**Task details:**
Update the material below from the line with "Task: locate the red and" up to and including the line with "pixel 189 231", writing those lines out again with "barrier arm" changed to "barrier gate" and nothing else altered.

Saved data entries
===
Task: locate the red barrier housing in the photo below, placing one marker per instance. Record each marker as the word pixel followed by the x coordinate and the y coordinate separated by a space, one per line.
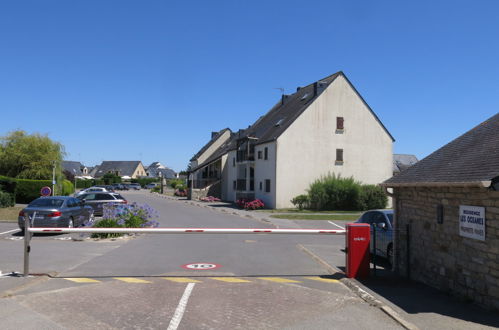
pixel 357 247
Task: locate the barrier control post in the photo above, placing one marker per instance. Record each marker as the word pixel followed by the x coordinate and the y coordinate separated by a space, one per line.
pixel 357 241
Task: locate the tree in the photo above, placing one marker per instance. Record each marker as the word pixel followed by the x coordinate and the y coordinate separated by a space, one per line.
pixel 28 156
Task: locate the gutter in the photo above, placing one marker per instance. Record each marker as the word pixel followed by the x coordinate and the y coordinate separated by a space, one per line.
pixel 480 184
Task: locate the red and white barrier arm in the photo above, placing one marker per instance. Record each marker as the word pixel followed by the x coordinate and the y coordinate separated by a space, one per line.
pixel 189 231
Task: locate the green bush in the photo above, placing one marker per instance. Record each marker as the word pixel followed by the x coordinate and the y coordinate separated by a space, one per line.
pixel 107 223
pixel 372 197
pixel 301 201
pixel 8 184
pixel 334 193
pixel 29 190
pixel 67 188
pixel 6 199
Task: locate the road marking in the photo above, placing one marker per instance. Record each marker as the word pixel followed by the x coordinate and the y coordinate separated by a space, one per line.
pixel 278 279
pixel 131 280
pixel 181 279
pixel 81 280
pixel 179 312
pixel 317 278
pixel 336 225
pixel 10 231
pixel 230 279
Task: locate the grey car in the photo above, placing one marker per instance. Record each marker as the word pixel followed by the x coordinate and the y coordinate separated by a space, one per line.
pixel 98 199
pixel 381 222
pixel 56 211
===
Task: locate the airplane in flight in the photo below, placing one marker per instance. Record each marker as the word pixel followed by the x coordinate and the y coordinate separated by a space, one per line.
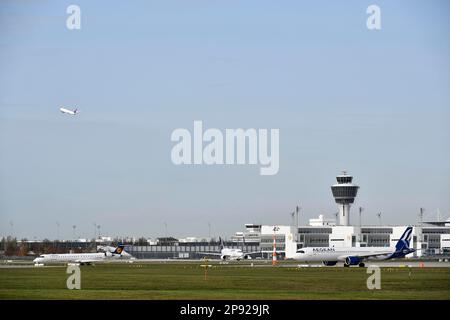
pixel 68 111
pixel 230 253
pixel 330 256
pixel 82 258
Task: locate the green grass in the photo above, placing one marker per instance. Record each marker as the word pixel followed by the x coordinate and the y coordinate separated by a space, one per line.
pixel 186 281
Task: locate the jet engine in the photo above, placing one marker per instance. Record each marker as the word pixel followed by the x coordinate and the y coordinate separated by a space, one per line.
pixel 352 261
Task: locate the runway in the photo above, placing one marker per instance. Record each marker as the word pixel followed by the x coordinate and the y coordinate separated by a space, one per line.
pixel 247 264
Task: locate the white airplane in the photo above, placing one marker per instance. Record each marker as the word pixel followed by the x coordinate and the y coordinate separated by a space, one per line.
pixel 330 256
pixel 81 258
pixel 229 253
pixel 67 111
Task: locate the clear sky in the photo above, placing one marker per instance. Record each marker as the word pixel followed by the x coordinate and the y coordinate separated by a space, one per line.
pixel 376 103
===
**Solution to the exercise:**
Task: locate the red and white barrier gate in the photo above, placing one marker per instance. Record each marker as the word pixel followed by the x coordinate and the y coordinate separated by a space, one per line.
pixel 189 231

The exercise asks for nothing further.